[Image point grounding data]
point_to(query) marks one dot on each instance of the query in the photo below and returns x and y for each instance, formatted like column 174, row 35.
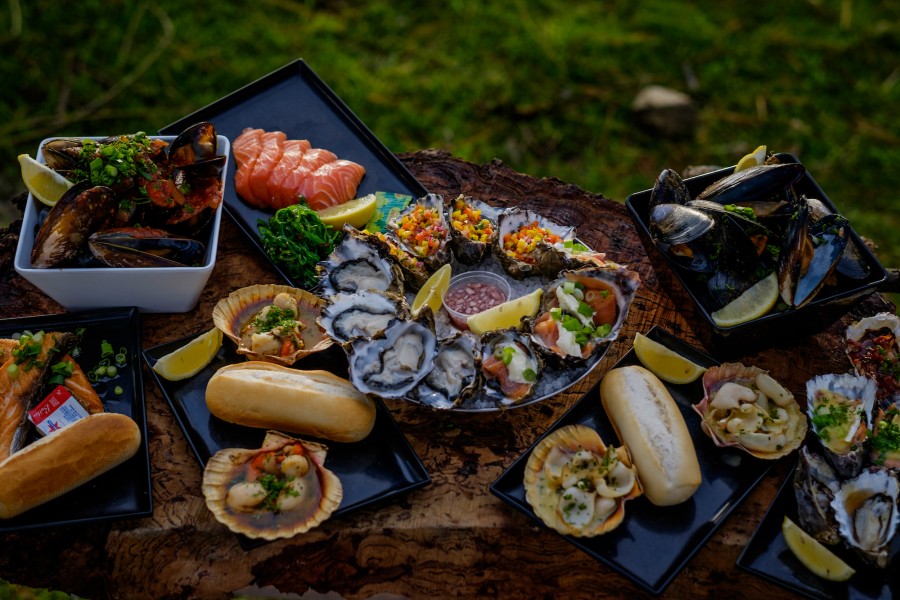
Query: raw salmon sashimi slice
column 332, row 184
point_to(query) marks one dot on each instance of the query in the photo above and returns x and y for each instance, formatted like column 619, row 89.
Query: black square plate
column 373, row 470
column 124, row 491
column 654, row 543
column 294, row 100
column 767, row 556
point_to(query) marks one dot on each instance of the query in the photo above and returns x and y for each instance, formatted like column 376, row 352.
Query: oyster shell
column 455, row 376
column 873, row 345
column 392, row 365
column 424, row 216
column 578, row 485
column 473, row 228
column 240, row 499
column 866, row 511
column 815, row 485
column 275, row 323
column 510, row 366
column 744, row 407
column 584, row 310
column 840, row 412
column 365, row 314
column 524, row 236
column 356, row 265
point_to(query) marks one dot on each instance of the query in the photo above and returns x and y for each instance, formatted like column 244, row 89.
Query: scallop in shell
column 421, row 229
column 866, row 511
column 521, row 231
column 578, row 485
column 392, row 365
column 582, row 311
column 840, row 411
column 745, row 407
column 510, row 366
column 275, row 323
column 356, row 265
column 276, row 491
column 364, row 314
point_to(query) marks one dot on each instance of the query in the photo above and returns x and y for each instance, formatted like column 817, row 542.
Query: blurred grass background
column 544, row 86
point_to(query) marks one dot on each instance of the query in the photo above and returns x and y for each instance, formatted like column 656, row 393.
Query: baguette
column 270, row 396
column 63, row 460
column 649, row 424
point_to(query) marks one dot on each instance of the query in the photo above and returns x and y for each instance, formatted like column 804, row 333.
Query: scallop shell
column 226, row 468
column 574, row 461
column 857, row 394
column 231, row 314
column 728, row 425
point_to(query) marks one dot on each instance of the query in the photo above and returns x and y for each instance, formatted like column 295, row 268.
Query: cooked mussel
column 144, row 247
column 64, row 234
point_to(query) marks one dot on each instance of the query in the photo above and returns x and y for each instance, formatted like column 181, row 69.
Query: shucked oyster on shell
column 745, row 407
column 248, row 314
column 578, row 485
column 272, row 492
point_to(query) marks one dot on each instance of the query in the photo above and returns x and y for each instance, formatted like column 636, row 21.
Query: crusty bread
column 62, row 461
column 649, row 424
column 270, row 396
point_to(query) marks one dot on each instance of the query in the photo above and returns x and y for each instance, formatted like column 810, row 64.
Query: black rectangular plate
column 124, row 491
column 374, row 470
column 295, row 100
column 771, row 329
column 767, row 555
column 654, row 543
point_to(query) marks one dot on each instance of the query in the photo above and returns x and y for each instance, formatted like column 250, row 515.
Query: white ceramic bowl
column 151, row 289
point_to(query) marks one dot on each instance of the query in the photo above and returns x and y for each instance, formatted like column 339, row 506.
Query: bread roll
column 270, row 396
column 62, row 461
column 649, row 424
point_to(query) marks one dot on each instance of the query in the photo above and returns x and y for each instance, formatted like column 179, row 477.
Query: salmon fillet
column 273, row 172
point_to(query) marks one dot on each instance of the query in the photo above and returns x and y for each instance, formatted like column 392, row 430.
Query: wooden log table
column 450, row 538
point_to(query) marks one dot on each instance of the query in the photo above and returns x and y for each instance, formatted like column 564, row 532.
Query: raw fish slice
column 312, row 160
column 332, row 184
column 291, row 159
column 19, row 394
column 269, row 155
column 246, row 149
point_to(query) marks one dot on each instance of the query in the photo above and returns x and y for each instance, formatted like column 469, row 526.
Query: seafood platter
column 713, row 236
column 370, row 280
column 844, row 490
column 671, row 534
column 119, row 239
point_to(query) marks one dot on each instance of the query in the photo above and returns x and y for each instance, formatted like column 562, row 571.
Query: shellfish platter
column 654, row 543
column 767, row 556
column 381, row 467
column 272, row 103
column 694, row 284
column 125, row 491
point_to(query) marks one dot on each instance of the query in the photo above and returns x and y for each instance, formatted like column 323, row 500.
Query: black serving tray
column 771, row 329
column 124, row 491
column 654, row 543
column 767, row 556
column 377, row 469
column 295, row 100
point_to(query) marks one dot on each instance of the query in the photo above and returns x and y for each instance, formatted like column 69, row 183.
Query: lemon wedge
column 432, row 293
column 191, row 358
column 508, row 314
column 356, row 212
column 45, row 184
column 757, row 157
column 665, row 363
column 752, row 304
column 814, row 556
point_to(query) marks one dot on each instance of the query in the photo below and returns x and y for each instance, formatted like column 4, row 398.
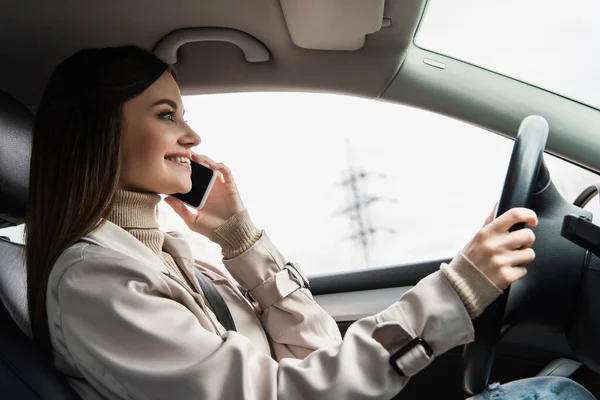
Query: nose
column 190, row 138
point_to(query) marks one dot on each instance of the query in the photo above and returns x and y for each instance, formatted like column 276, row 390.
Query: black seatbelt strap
column 216, row 302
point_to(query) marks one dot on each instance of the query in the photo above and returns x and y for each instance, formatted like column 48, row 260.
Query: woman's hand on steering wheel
column 502, row 255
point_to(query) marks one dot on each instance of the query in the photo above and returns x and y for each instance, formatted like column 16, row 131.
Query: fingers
column 226, row 174
column 506, row 276
column 512, row 217
column 522, row 238
column 492, row 215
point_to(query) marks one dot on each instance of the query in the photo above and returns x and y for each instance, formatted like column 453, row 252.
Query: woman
column 126, row 313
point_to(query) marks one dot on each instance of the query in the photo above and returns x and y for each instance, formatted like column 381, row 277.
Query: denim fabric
column 538, row 388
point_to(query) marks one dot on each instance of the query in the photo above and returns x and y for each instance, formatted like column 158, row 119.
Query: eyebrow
column 168, row 102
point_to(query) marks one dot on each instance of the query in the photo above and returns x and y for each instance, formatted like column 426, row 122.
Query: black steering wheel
column 521, row 181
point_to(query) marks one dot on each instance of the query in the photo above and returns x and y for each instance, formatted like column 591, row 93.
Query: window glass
column 547, row 43
column 342, row 183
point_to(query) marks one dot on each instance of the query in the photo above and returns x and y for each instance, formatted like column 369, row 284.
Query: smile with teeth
column 181, row 161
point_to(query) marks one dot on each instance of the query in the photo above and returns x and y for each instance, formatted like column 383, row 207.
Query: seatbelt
column 216, row 302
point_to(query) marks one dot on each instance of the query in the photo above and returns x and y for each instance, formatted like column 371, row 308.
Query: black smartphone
column 203, row 179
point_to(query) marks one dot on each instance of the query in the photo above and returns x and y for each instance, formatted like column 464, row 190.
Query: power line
column 358, row 208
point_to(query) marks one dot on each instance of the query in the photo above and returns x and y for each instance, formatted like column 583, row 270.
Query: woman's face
column 156, row 141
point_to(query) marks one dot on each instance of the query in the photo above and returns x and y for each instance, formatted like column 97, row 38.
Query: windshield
column 551, row 44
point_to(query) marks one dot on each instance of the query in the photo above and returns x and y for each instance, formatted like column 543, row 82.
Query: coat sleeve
column 130, row 340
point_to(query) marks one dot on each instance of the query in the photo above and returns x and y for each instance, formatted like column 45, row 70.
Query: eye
column 168, row 115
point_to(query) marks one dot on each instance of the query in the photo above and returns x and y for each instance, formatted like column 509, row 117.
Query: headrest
column 16, row 128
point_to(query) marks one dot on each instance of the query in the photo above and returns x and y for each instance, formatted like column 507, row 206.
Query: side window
column 341, row 183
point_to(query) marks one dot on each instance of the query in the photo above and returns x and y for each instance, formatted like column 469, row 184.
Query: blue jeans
column 538, row 388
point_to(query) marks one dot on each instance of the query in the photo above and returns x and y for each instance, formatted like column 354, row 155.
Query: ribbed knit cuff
column 236, row 235
column 474, row 288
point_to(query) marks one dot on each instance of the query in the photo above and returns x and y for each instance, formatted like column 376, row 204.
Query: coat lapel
column 116, row 238
column 178, row 248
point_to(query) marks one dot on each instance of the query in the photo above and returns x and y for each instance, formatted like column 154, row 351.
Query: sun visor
column 332, row 24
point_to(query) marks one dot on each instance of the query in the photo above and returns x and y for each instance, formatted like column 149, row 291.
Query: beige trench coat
column 123, row 327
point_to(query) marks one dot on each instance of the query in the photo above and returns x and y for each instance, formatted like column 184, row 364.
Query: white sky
column 287, row 150
column 552, row 44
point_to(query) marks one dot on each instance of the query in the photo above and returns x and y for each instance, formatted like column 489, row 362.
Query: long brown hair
column 75, row 159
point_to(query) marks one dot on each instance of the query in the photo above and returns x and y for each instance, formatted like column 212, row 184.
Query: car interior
column 547, row 324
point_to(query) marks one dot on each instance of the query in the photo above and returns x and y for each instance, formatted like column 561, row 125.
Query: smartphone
column 203, row 179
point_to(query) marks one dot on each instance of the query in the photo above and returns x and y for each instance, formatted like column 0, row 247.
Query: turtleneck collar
column 135, row 210
column 137, row 213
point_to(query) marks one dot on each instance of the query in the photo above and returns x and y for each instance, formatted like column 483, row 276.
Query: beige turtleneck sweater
column 137, row 213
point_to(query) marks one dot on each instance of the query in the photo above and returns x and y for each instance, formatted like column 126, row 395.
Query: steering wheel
column 521, row 180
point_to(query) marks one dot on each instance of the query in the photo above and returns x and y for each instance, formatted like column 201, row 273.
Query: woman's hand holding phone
column 223, row 201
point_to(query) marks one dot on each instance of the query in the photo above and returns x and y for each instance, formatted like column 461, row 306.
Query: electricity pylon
column 358, row 208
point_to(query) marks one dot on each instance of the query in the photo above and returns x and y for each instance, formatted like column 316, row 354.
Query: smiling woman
column 366, row 184
column 547, row 43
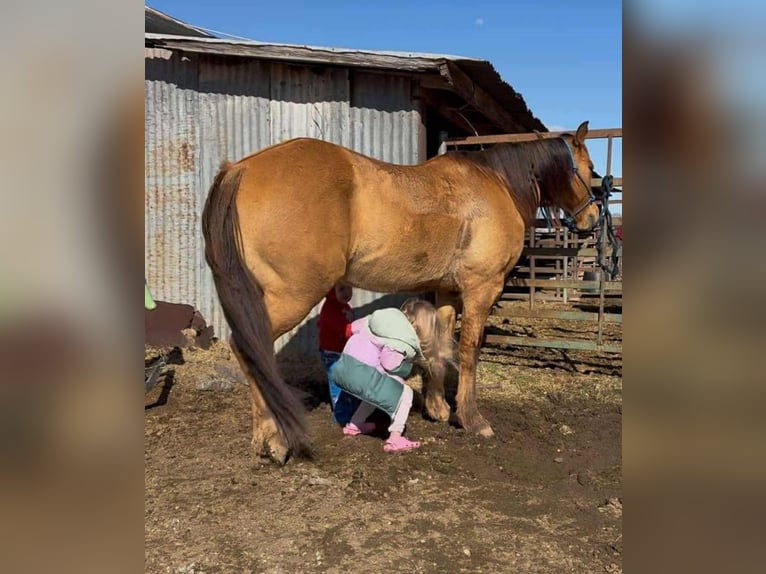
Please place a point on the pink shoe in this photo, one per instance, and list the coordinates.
(364, 428)
(400, 444)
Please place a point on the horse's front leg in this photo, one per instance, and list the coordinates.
(436, 405)
(477, 303)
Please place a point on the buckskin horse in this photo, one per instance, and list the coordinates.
(283, 225)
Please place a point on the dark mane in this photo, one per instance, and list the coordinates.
(547, 162)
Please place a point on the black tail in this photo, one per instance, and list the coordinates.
(242, 300)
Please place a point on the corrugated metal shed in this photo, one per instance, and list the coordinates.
(209, 99)
(202, 109)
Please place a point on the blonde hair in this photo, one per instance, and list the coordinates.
(437, 344)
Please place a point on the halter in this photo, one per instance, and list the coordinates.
(569, 220)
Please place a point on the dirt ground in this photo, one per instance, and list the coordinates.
(543, 495)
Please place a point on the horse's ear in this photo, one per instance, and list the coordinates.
(582, 131)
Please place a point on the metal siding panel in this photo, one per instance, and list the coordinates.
(309, 102)
(234, 123)
(385, 118)
(172, 238)
(200, 111)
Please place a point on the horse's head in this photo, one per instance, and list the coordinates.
(579, 203)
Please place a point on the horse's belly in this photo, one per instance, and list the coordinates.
(403, 260)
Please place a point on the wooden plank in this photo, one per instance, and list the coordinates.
(555, 314)
(563, 284)
(510, 138)
(567, 251)
(478, 98)
(553, 343)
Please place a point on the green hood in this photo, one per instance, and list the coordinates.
(392, 328)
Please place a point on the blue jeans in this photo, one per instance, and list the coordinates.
(343, 405)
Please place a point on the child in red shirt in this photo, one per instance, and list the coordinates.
(334, 325)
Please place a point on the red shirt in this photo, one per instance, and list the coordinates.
(334, 327)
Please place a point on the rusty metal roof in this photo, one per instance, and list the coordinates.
(160, 23)
(475, 81)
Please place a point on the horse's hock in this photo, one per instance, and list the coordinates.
(562, 276)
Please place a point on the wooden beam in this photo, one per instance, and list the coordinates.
(479, 99)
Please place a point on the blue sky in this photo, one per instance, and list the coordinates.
(564, 57)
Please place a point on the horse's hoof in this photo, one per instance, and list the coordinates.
(438, 410)
(485, 430)
(271, 448)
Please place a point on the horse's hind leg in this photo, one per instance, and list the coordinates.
(285, 310)
(266, 438)
(436, 405)
(477, 304)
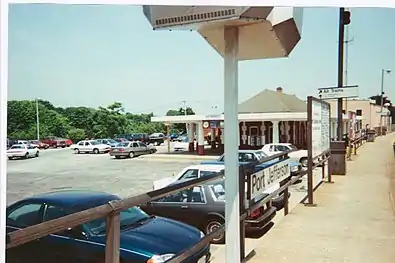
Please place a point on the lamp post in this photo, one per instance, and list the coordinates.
(37, 121)
(383, 71)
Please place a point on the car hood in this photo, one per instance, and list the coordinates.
(298, 153)
(156, 236)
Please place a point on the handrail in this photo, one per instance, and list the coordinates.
(30, 233)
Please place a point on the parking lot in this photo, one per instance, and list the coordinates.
(61, 169)
(58, 169)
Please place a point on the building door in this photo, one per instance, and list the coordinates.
(255, 139)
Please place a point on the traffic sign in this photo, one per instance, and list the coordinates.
(338, 92)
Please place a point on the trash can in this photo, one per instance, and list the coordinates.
(371, 135)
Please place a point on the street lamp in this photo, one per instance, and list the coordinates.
(383, 71)
(37, 121)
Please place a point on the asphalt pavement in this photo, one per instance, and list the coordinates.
(58, 169)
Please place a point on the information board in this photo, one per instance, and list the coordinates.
(269, 176)
(320, 127)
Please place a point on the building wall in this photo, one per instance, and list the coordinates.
(370, 112)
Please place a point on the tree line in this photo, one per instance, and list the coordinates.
(78, 123)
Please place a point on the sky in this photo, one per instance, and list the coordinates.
(74, 55)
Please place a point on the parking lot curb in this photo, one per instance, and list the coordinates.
(178, 157)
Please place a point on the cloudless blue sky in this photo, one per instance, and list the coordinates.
(95, 55)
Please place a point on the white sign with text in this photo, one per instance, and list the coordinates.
(320, 127)
(269, 176)
(336, 93)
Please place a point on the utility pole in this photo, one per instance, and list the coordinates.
(37, 121)
(184, 105)
(346, 42)
(340, 74)
(383, 71)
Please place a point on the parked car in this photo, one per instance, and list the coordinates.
(246, 156)
(131, 149)
(25, 151)
(143, 238)
(297, 155)
(28, 142)
(90, 146)
(55, 142)
(141, 137)
(11, 142)
(119, 140)
(110, 142)
(40, 145)
(157, 138)
(202, 170)
(204, 208)
(181, 138)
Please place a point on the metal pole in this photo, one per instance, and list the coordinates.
(3, 123)
(231, 131)
(382, 101)
(347, 41)
(185, 114)
(37, 121)
(340, 75)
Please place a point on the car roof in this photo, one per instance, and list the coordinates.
(207, 167)
(74, 198)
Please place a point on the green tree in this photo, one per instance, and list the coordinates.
(76, 134)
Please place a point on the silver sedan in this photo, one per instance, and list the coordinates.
(131, 149)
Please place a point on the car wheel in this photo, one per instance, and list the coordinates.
(303, 161)
(212, 225)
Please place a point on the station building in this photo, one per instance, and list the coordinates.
(270, 116)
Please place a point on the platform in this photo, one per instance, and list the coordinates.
(354, 221)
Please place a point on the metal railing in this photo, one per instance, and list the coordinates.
(112, 211)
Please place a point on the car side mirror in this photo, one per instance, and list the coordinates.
(75, 233)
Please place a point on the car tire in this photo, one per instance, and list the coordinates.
(303, 161)
(212, 224)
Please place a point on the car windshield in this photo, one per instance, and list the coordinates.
(292, 147)
(218, 190)
(128, 218)
(260, 155)
(17, 147)
(207, 173)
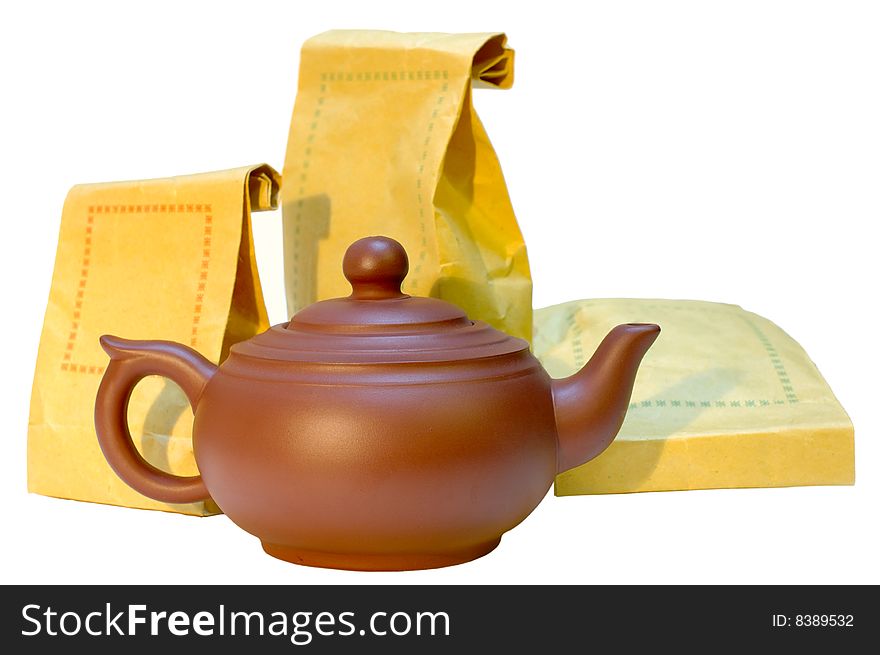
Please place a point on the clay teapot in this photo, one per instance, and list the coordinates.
(378, 431)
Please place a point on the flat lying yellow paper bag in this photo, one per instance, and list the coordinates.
(155, 259)
(724, 398)
(384, 140)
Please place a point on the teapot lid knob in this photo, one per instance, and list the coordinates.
(375, 267)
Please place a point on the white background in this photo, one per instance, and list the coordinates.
(719, 151)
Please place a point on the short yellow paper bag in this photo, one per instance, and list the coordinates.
(384, 140)
(723, 399)
(155, 259)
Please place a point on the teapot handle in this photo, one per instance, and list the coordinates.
(131, 361)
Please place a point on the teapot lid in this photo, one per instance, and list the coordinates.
(378, 323)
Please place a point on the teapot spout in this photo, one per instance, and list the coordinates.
(591, 404)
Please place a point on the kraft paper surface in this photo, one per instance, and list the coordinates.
(156, 259)
(384, 140)
(724, 398)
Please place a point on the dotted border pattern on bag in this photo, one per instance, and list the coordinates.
(68, 363)
(373, 76)
(791, 398)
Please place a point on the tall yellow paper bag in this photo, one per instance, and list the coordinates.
(724, 399)
(384, 139)
(155, 259)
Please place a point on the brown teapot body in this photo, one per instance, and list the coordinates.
(375, 432)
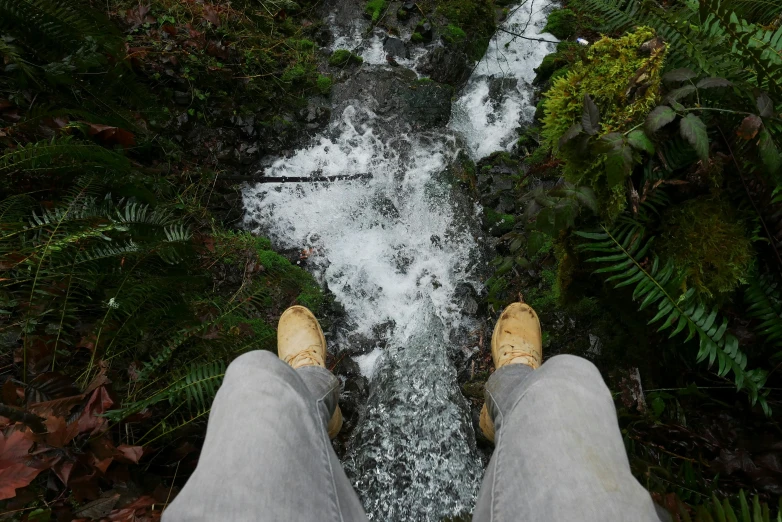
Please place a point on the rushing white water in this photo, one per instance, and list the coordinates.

> [What you will do]: In the records above, locate every line with the string "below" and copy it.

> [Exercise solution]:
point_to(query) marks one dot on each instance of the query in the photo below and returns x and y for each instance, formatted like column 174, row 35.
point_to(query) marks one dot on each instance of the query in the photo below and returns x and y for each instance, formatted like column 4, row 398.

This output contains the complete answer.